SUPPLIED PASSAGE:
Rapid liver enlargement and hepatic failure secondary to radiographic occult tumor invasion: two case reports and review of the literature
1 Department of Medicine, Division of Hematology/Oncology, University of Florida, 2033 Mowry Rd, Office 294, Gainesville, FL, 32611, USA
2 Department of Radiology, College of Medicine, University of Florida, PO Box 100374, Gainesville, FL, 32610-0374, USA
3 Department of Pathology, Immunology and Laboratory Medicine, University of Florida, Box 100275, Gainesville, FL, 32610-0275, USA
Journal of Medical Case Reports 2012, 6:402 doi:10.1186/1752-1947-6-402Published: 26 November 2012
Unfamiliarity with certain clinical presentations, as illustrated in these cases, can lead to delayed diagnoses that in turn cause increased morbidity, prolonged hospitalization, and the need for autopsy.

DATA PROVIDED:
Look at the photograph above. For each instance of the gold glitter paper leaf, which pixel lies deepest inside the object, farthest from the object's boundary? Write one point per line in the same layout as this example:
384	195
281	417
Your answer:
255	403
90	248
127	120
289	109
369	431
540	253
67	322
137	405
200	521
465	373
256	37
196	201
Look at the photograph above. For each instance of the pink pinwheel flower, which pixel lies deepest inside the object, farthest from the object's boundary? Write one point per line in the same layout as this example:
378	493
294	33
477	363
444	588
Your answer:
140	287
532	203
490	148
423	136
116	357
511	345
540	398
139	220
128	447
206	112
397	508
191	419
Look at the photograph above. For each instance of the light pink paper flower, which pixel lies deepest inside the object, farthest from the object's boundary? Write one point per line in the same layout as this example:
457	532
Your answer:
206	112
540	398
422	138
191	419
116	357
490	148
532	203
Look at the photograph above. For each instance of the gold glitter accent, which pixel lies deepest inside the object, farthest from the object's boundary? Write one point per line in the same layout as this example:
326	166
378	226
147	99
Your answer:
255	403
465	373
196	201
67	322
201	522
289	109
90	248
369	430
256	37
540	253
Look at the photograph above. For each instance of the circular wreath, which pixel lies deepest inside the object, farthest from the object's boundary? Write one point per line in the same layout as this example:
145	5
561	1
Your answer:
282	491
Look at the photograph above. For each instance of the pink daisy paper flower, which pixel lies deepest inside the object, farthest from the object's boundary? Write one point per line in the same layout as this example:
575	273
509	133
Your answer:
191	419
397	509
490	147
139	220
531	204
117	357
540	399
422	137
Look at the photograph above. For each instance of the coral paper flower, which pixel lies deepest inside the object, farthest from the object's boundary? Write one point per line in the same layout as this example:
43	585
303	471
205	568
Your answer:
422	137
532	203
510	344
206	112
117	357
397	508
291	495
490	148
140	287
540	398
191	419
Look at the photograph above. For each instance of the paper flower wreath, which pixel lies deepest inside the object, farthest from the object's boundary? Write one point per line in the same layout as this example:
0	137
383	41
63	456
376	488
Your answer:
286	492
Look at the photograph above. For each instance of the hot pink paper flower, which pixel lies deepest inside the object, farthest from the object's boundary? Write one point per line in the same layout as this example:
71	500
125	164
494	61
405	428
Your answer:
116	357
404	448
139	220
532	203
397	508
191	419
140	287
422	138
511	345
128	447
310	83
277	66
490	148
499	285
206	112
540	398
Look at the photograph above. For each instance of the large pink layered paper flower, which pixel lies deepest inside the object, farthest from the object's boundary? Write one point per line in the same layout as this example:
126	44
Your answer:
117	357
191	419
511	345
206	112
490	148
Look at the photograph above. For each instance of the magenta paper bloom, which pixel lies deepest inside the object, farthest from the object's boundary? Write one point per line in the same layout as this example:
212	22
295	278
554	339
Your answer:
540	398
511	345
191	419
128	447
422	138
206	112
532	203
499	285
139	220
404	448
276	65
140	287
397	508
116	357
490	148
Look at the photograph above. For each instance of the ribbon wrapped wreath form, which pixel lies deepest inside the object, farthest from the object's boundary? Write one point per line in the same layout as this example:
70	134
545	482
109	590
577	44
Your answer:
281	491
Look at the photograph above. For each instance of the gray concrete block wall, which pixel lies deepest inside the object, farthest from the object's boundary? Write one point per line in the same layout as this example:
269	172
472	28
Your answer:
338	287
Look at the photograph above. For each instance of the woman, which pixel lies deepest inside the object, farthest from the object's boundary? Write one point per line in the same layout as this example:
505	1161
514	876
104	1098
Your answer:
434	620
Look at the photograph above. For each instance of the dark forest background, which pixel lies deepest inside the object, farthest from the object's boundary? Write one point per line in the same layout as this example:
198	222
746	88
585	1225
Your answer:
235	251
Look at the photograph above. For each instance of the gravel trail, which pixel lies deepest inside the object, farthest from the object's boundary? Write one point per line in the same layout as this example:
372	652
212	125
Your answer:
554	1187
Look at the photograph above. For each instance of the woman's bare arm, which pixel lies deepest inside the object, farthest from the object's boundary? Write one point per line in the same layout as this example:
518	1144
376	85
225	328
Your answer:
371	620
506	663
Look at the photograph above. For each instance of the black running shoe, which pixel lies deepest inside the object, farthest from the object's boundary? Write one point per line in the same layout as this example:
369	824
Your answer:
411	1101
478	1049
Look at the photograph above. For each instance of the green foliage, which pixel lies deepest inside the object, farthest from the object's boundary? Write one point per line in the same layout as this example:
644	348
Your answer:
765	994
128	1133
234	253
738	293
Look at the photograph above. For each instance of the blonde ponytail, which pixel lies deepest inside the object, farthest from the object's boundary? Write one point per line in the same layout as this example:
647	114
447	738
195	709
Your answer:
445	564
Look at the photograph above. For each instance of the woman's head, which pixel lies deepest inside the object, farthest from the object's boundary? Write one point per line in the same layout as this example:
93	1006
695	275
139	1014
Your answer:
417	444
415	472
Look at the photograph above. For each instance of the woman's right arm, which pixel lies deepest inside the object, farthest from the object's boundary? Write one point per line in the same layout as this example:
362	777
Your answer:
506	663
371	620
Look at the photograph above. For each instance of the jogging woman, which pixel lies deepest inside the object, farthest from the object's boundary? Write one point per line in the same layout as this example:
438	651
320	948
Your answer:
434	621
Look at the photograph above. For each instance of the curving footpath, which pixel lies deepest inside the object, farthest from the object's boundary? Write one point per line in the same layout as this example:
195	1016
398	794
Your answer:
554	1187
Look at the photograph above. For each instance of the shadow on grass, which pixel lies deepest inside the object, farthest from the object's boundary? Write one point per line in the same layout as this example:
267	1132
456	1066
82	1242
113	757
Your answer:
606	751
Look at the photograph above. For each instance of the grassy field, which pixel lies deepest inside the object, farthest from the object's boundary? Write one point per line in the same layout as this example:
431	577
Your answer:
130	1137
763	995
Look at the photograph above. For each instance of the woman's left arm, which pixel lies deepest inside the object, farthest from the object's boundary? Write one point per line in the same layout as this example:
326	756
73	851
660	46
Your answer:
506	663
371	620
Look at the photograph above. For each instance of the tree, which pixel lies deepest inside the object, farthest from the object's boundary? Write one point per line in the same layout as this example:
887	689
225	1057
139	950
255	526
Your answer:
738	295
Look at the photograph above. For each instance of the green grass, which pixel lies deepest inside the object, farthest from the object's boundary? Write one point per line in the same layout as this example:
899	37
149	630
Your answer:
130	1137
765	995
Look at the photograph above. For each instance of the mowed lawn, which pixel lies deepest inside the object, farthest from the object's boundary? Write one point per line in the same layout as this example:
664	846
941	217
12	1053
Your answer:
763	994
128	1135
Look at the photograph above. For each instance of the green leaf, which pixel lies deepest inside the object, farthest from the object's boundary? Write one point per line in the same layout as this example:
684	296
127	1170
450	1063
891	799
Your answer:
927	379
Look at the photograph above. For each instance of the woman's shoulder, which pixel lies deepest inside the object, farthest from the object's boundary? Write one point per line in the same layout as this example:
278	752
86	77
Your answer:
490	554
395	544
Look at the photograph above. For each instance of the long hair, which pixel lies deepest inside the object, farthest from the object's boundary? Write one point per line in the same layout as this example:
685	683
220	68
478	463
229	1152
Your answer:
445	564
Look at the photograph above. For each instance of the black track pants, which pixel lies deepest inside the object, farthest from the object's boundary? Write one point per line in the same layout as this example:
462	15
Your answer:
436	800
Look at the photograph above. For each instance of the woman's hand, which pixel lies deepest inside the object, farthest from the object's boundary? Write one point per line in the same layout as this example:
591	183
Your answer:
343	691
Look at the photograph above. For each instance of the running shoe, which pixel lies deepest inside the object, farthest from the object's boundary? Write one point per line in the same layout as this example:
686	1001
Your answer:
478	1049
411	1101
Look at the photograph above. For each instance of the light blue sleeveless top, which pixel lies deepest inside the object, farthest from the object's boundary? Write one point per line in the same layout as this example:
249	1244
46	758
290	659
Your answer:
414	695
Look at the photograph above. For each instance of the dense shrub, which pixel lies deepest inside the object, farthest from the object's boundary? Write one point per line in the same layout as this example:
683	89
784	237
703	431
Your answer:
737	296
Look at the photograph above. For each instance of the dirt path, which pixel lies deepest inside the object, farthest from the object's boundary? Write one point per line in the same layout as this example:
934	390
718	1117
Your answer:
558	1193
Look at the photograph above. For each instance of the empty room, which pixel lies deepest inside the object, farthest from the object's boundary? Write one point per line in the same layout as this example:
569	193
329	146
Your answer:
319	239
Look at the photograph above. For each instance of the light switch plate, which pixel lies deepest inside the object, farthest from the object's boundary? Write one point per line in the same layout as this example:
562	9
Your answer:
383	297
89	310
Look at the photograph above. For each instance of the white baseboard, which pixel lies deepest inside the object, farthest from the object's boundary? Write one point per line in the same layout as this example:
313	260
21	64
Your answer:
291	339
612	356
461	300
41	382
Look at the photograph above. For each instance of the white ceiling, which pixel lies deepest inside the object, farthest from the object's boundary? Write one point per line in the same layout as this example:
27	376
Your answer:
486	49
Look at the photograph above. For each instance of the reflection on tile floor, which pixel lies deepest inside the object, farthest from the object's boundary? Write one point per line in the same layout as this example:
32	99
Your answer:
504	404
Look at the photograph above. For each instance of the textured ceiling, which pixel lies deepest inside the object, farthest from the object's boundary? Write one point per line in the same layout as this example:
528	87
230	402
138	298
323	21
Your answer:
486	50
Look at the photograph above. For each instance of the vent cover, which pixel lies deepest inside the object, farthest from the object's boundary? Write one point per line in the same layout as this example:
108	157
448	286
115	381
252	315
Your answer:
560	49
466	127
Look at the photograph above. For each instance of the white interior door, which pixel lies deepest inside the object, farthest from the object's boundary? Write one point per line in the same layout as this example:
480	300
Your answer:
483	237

YOUR ASSIGNMENT: Summarize the case report excerpt above in two sentences.

EXERCISE ANSWER: This 2012 Journal of Medical Case Reports article, by authors from University of Florida departments of medicine, radiology, and pathology, presents two case reports and a literature review on rapid liver enlargement and hepatic failure secondary to radiographic occult tumor invasion. It warns that unfamiliarity with such clinical presentations can delay diagnosis, which in turn causes increased morbidity, prolonged hospitalization, and the need for autopsy.